● **Instructions for the task**
Every line below that holds the string "team" should be copied.

··········

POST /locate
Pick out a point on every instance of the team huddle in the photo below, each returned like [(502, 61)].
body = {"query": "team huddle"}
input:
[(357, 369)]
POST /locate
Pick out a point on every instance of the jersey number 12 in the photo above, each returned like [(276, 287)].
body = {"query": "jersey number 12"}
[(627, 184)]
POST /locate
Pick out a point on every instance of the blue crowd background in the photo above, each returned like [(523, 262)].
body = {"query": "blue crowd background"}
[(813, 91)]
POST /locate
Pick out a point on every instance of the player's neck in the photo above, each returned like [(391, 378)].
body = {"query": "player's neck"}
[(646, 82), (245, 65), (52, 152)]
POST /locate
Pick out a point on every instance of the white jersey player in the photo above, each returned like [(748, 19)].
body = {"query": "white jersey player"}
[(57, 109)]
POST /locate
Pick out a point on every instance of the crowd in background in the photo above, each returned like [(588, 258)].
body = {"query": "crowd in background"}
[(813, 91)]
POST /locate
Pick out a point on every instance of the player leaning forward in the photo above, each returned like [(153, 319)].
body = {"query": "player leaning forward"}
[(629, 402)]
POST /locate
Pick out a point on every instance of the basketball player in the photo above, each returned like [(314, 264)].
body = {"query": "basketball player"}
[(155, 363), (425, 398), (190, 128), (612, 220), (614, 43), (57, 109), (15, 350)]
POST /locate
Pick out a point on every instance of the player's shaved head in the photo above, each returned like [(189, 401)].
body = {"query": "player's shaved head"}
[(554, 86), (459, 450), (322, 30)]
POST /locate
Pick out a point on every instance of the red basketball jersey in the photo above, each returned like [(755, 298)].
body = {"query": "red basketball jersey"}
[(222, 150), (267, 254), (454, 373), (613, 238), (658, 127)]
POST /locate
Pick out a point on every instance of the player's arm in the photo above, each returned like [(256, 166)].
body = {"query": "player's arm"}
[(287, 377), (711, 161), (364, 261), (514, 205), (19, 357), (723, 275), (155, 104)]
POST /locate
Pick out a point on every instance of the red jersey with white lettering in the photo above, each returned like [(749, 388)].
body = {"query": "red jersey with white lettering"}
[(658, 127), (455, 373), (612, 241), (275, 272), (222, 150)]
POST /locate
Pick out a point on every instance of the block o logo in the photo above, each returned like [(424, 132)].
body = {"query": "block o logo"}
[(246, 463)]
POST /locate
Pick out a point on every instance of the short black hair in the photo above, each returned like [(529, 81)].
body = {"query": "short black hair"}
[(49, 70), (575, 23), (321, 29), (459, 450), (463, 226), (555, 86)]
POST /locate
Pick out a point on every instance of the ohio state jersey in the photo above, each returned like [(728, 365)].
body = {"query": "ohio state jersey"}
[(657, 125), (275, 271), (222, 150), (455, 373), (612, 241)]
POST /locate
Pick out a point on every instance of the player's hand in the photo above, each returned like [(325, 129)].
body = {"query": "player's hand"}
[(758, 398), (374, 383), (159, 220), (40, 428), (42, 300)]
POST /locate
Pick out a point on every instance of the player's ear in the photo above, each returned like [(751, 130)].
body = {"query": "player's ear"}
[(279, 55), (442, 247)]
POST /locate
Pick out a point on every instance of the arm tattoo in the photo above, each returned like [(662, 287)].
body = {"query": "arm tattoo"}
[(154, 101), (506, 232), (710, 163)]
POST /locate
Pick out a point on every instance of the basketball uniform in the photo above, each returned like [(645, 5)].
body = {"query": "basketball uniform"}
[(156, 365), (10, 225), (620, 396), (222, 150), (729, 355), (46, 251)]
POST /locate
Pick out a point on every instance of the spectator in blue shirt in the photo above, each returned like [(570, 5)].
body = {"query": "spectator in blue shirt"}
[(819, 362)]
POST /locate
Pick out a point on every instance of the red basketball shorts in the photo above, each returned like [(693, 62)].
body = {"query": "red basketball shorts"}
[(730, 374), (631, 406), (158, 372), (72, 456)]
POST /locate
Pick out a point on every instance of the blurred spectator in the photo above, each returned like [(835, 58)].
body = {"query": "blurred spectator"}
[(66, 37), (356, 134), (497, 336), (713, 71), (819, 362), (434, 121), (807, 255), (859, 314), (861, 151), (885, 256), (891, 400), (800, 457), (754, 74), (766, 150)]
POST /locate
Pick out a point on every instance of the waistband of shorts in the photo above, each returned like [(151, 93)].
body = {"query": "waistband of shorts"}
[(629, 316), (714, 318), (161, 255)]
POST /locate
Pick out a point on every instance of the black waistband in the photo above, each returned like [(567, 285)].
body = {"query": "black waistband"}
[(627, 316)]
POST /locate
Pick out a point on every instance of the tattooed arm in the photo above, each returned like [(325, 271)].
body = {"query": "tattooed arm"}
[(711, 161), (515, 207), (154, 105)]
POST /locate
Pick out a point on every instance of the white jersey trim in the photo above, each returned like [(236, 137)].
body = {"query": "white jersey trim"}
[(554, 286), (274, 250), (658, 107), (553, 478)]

··········

● **Task answer**
Pick out a point on every instance of the team huddle in the photo below, each returned like [(502, 61)].
body = {"query": "team huddle"}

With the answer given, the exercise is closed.